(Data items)
__________

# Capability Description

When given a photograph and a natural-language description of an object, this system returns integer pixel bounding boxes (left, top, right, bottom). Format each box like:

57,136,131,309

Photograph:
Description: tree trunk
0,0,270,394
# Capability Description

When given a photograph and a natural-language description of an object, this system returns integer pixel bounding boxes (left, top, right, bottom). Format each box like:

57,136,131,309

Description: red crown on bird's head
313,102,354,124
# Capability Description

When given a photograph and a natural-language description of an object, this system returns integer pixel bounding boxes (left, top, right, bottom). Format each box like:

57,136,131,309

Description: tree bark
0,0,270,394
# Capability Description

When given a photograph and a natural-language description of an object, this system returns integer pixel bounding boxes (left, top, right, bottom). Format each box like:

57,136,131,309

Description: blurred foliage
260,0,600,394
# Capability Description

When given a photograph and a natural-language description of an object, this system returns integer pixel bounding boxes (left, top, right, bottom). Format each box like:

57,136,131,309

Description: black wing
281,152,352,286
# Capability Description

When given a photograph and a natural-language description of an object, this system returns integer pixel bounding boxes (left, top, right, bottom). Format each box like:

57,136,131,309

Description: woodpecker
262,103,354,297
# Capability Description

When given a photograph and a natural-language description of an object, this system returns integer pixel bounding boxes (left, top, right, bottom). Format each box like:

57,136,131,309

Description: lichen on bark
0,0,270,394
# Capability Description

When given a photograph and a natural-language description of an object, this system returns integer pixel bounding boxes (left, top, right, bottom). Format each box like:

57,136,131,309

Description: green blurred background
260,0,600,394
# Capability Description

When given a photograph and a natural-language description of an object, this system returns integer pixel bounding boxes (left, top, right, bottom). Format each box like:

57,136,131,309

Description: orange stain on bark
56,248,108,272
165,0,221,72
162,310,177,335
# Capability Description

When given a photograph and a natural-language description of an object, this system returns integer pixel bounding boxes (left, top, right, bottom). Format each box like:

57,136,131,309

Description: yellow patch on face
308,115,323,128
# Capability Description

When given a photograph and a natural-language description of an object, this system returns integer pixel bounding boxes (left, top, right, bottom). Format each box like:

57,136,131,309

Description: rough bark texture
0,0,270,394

__________

Give every line of the entries above as a JSON list of strings, one string per line and with blank lines left out.

[
  "# Capability Description",
  "When given a photograph and a natural-language description of an object, this system returns integer pixel bounding boxes (left, top, right, bottom). Format each box like:",
  "57,136,131,309",
  "Photograph:",
  "Description: tree trunk",
  "0,0,270,394",
  "# Capability Description",
  "When given a photograph and a natural-language description of an object, this system returns integer pixel bounding boxes (left, top, right, bottom). Format each box like:",
  "57,136,131,309",
  "Description: red crown on bird's head",
  "313,102,354,124",
  "# Capability Description",
  "When given a photograph and a natural-language description of an object, this system returns integer pixel bounding boxes (left, top, right, bottom). Format each box like:",
  "57,136,131,309",
  "Description: tree bark",
  "0,0,270,394",
  "# Capability Description",
  "When given a photograph and a natural-language description of an object, this system returns integer pixel bounding boxes (left, top, right, bottom). Format each box like:",
  "57,136,131,309",
  "Description: blurred foliage",
  "260,0,600,394",
  "# Capability Description",
  "When given a photograph and a natural-language description of an object, this system returns integer pixel bounding boxes (left, top, right, bottom). Format each box like:",
  "57,136,131,309",
  "Description: black wing",
  "281,152,352,286",
  "# Capability Description",
  "When given a photograph and a natural-language description of an object, this system returns integer pixel bounding boxes (left, top, right, bottom). Format each box like:",
  "57,136,131,309",
  "Description: woodpecker",
  "262,103,354,297",
  "# Capability Description",
  "When given a photograph and a natural-language description of an object, this system returns integer pixel bounding boxes (left, top, right, bottom). Format each box like:",
  "57,136,131,309",
  "Description: lichen on bark",
  "0,0,270,394",
  "# Capability Description",
  "When given a photograph and a natural-language description of an object, this system returns integer pixel bounding boxes (left, top, right, bottom). Format each box like:",
  "57,136,131,309",
  "Description: green blurred background",
  "260,0,600,394",
  "# Capability Description",
  "When given a photograph and a natural-language description of an object, this system returns integer pixel bounding boxes (left, top, right, bottom). Format each box like:",
  "57,136,131,309",
  "Description: orange stain on bark",
  "56,248,108,272",
  "165,0,221,72",
  "162,310,177,335",
  "# Capability Description",
  "When given a photograph and a natural-language description of an object, this system returns integer pixel bounding boxes (left, top, right, bottom). Format each box like:",
  "57,136,131,309",
  "Description: yellow patch on face",
  "308,115,323,128",
  "# Capability Description",
  "When given a photograph and a natural-language description of an object, this system returns integer pixel bounding boxes (left, top, right, bottom). Format each box like:",
  "57,136,131,309",
  "Description: rough bark texture",
  "0,0,270,394"
]